▶ [原文]:
┄┄┄┄┄┄┄┄┄┄
GloryDazeDays

日々のワクワクを受信・発信したい。ぼんやりとした日常を楽しく前進していきたい。

【漫画】絶望が読者の胸を突く。上野顕太郎『さよならもいわずに』

愛する者が居なくなった後を淡々と綴った漫画家のドキュメンタリー

この漫画を知ったのは、確かネットか漫画喫茶か何かでオススメされていたからです。

作者の別の作品も読んだことが無く、あまり予備知識無く手に取ったのですが、読んだ途端に圧倒され、一気に読んでしまいました。

重すぎる題材に戸惑いもありましたが、読み止めることを許さない作者の熱量が犇々と伝わってきました。

正直、読んでいるときはめちゃめちゃ辛いのです。

辛いのですが、作者がこの辛さや絶望とどう対峙し、その先に幸せな未来があるのか?という興味のようなものが沸いてきて、どんどんのめり込んでいきました。

 

妻の急死、絶望の淵からの再生を描く『さよならもいわずに

この漫画は2010年にコミックビームで連載された、作者自身の体験を描いたドキュメンタリー調の漫画です。

主人公は漫画家の自身であり、妻と娘一人の3人家族で慎ましくも幸せな日々を送っていました。

ある日、鬱病と喘息気味ではあったもののいつもどおり生活していた妻が突然他界します。

急に色を無くす世界。

彼の人生はそれ以前とそれ以後で断絶されます。
┄┄┄┄┄┄┄┄┄┄
▶ [データ行]:

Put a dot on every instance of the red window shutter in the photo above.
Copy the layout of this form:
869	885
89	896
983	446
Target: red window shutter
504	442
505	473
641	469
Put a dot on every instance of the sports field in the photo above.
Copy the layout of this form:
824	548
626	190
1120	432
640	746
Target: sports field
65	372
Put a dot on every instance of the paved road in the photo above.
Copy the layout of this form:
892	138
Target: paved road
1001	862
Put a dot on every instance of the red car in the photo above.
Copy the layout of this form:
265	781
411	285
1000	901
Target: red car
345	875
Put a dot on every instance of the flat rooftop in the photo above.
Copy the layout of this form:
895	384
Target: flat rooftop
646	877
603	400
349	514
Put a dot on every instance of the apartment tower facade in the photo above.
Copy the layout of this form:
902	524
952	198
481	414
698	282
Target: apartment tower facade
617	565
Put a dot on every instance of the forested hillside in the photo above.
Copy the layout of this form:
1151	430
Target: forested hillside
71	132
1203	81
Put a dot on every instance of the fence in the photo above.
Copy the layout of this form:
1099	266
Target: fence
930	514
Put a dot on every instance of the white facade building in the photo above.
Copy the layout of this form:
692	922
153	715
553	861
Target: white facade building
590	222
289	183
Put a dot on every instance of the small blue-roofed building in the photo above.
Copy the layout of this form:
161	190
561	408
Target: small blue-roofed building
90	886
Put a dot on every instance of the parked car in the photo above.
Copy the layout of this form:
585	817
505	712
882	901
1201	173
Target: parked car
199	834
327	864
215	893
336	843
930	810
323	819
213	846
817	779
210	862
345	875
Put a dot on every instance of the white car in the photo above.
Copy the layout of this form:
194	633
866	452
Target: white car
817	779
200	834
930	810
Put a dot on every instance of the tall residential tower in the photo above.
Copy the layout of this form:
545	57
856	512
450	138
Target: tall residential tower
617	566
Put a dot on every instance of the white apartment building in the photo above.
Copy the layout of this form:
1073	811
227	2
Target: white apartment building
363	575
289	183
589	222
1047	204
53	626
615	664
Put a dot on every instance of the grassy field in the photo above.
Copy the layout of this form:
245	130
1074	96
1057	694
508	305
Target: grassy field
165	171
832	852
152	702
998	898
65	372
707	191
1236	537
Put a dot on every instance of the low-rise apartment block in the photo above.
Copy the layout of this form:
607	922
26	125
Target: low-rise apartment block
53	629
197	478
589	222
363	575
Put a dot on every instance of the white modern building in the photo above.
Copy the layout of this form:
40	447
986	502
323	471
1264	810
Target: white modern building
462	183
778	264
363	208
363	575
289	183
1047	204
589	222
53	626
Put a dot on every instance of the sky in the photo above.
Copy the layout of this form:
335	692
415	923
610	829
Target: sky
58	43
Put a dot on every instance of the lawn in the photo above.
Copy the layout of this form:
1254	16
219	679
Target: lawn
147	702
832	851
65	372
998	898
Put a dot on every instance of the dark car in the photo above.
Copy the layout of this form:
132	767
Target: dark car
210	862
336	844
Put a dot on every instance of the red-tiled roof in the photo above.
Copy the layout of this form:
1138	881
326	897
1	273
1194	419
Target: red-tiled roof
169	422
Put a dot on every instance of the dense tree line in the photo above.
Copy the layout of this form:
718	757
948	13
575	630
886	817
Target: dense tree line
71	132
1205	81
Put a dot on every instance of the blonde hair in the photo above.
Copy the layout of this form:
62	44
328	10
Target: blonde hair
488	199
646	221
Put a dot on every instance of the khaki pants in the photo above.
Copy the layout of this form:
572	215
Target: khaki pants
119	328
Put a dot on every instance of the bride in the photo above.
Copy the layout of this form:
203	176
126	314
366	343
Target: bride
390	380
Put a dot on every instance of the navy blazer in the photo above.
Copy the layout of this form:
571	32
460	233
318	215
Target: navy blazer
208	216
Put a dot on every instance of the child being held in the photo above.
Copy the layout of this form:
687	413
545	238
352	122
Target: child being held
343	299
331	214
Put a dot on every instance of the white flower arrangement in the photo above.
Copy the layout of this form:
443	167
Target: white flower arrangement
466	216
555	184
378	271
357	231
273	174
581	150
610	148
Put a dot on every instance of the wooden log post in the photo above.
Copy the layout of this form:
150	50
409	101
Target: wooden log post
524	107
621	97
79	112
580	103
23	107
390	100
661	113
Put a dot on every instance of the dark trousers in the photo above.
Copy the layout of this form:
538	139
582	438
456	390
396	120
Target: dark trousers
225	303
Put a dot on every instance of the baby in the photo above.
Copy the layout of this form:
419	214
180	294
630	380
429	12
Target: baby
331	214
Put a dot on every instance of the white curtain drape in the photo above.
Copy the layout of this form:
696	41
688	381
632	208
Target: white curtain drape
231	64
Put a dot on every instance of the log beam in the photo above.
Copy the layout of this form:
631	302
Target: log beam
┄┄┄┄┄┄┄┄┄┄
▶ [提示課題]:
漫画紹介の原文のうち、「正直、読んでいるときはめちゃめちゃ辛いのです。」から「幸せな日々を送っていました。」までの部分を、両端を含めて一字一句たがえずに書き写すこと。 原文の記述のみを根拠とすること。

▶ [解答例]:
正直、読んでいるときはめちゃめちゃ辛いのです。

辛いのですが、作者がこの辛さや絶望とどう対峙し、その先に幸せな未来があるのか?という興味のようなものが沸いてきて、どんどんのめり込んでいきました。

 

妻の急死、絶望の淵からの再生を描く『さよならもいわずに

この漫画は2010年にコミックビームで連載された、作者自身の体験を描いたドキュメンタリー調の漫画です。

主人公は漫画家の自身であり、妻と娘一人の3人家族で慎ましくも幸せな日々を送っていました。